## What this task involves
The lines to retype are the one with "Where can you see the mountain?" and all that follow it to the end of the entries below; copy them exactly and nothing else.

Segment Open

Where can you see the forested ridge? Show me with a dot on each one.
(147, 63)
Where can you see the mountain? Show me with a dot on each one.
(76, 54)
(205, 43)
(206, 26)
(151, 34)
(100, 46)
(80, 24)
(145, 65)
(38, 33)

Segment Closed

## Final answer
Where can you see the mountain? Show me with a dot on each one.
(76, 54)
(205, 43)
(206, 26)
(151, 34)
(100, 46)
(80, 24)
(145, 65)
(38, 33)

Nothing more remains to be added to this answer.